Object pointing dataset rows

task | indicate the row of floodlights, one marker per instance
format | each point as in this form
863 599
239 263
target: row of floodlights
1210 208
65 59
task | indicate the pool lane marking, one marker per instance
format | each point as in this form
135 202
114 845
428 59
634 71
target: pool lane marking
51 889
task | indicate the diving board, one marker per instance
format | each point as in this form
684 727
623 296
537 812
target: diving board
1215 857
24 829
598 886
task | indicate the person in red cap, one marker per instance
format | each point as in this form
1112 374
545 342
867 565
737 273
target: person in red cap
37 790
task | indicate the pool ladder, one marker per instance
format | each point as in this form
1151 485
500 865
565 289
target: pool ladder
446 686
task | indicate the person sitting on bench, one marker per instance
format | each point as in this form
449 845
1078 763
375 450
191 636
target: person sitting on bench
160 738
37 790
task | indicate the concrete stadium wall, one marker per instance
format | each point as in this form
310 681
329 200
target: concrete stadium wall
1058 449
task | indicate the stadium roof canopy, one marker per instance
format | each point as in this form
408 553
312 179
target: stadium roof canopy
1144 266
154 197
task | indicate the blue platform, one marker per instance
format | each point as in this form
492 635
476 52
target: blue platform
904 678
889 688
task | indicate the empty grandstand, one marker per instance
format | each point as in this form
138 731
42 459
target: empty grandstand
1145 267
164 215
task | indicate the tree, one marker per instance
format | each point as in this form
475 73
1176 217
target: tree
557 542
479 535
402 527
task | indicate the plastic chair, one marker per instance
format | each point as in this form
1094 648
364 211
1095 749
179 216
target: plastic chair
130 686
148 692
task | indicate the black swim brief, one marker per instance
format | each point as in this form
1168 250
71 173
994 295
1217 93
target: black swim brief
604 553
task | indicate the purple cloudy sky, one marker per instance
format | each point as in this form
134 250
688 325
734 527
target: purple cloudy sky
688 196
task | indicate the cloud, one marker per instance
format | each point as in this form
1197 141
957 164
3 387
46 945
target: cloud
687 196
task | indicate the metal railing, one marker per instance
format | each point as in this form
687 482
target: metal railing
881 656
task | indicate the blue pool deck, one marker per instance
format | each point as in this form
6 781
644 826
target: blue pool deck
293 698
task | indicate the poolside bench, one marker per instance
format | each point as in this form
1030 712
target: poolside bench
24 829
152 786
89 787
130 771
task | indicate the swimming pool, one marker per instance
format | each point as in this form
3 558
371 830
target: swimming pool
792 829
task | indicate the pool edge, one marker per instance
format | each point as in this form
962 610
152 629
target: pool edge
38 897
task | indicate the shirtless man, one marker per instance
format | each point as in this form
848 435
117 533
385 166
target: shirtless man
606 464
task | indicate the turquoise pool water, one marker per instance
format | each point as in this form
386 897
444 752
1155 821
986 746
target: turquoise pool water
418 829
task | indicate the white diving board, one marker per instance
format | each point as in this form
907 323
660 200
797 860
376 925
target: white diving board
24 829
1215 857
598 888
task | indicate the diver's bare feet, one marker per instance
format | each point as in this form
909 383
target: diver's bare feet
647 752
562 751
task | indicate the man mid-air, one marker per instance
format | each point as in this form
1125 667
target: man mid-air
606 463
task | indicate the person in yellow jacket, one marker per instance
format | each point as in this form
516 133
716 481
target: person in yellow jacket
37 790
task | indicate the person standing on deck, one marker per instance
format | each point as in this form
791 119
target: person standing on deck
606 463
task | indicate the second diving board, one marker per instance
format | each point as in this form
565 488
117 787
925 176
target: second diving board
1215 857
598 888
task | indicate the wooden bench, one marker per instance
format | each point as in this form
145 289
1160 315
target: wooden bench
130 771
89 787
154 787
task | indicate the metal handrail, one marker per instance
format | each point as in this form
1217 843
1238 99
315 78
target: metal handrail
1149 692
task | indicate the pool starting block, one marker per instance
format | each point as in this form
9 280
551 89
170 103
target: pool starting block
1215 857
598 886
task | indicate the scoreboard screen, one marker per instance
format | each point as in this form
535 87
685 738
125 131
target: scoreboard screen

**WHAT NEEDS TO BE DONE:** Each line of the material above must be retyped precisely.

**SOLUTION TO THIS TASK:**
task | indicate the row of floodlights, one marker per instance
format | each point as in this form
863 599
239 263
target: row of floodlights
1210 208
65 59
task | indicate the pool lane marking, one marker per instance
format | each point as in this form
135 202
114 845
428 59
634 71
target: pool lane marking
51 889
task | indicate the diving board, one marker per instance
format | each point as in this form
684 727
623 296
537 812
target: diving board
1215 857
24 829
598 886
task | indicate the person in red cap, one marker per instance
format | each point as in this form
1112 374
545 342
867 565
737 273
target: person in red cap
37 790
task | indicate the pool ladder, one marker per instance
format | each point as in this form
1151 485
500 865
565 289
target: pool ladder
446 686
task | indicate the person sitting on bench, one marker per instance
format | each point as in this form
449 845
1078 763
375 450
191 636
target: person sitting on bench
160 738
37 790
task | indicate the concrete stadium wall, one marker per instance
format | each point as in this form
310 681
329 200
target: concrete stadium wall
1058 449
task | indicate the stadium roof canopy, one marker per instance
format | each point as in this form
408 553
312 179
target: stadium roof canopy
1144 266
154 197
task | indicate the blue platform, one marker per instance
format | each point as in this form
492 635
476 52
target: blue platform
904 678
889 688
task | indicate the empty grandstand, one marker per instance
format | each point as in this form
138 731
42 459
target: empty grandstand
1145 267
164 215
task | indicate the tree, one marker per instance
format | each point as in this form
475 73
1176 217
target: tree
557 542
479 535
402 527
task | indicate the plastic chair, one marker per instance
format | each point as in this form
1094 648
364 211
1095 749
179 216
target: plastic chair
130 686
148 692
task | indicate the black swim brief, one marker per instance
format | each point as in this form
1168 250
71 173
994 295
1217 93
target: black swim brief
604 553
task | indicate the purple cloudy sky, one marker per instance
format | each point as in this form
134 250
688 325
734 527
target: purple cloudy sky
688 196
task | indicate the cloud, one marker per instance
format | each point as in this form
1197 141
957 164
3 387
46 945
target: cloud
687 196
task | indicate the metal railing, one marker per instance
format | each point as in this form
687 482
target: metal railing
881 656
task | indicate the blue pool deck, one marker per instance
format | each point as in this form
6 781
644 826
target: blue pool deck
293 698
task | indicate the poolside bench, one marker per instance
format | each point as in this form
1030 712
target: poolside bench
24 829
152 786
89 787
130 771
task | indicate the swimming pool, one marker per instance
format | each point as in this form
3 558
371 830
target: swimming pool
792 829
task | indicate the pool edge, one marker per instance
format | each point as in this form
962 610
152 629
target: pool edge
38 897
task | indicate the shirtless man, one marker per instance
format | each point as in this form
848 435
117 533
385 166
target: shirtless man
606 464
task | indicate the turquoise pool water, one marker per instance
format | each point as in this form
386 897
444 752
1155 821
986 746
target: turquoise pool water
418 829
task | indicate the white diving board, one marker per instance
format | each point as in this form
907 323
660 200
797 860
376 925
target: white diving board
24 829
1215 857
598 888
task | indicate the diver's bare feet, one marker per instance
format | each point as in this form
909 383
target: diver's bare feet
647 752
562 751
task | indicate the man mid-air, one marker per instance
format | each point as in this form
1125 667
target: man mid-air
606 463
task | indicate the person in yellow jacket, one marker per instance
format | each point as in this form
516 133
716 481
target: person in yellow jacket
37 790
task | indicate the person standing on deck, one marker per instance
format | each point as in this form
791 119
target: person standing on deck
606 463
task | indicate the second diving board, one marker per instance
format | each point as in this form
565 488
117 787
925 176
target: second diving board
1215 857
598 888
task | indicate the wooden bench, one marker per instance
format | each point as in this form
145 289
1160 315
target: wooden bench
130 771
89 787
154 787
task | indicate the metal handrail, one marker per instance
format | each point as in this form
1217 843
1238 99
315 78
target: metal handrail
1149 692
task | indicate the pool starting block, one marker per instance
format | each point as in this form
9 280
551 89
170 103
target: pool starting block
1215 857
598 886
task | indicate the scoreboard screen, one marker per instance
format | each point as in this form
535 87
685 738
125 131
target: scoreboard screen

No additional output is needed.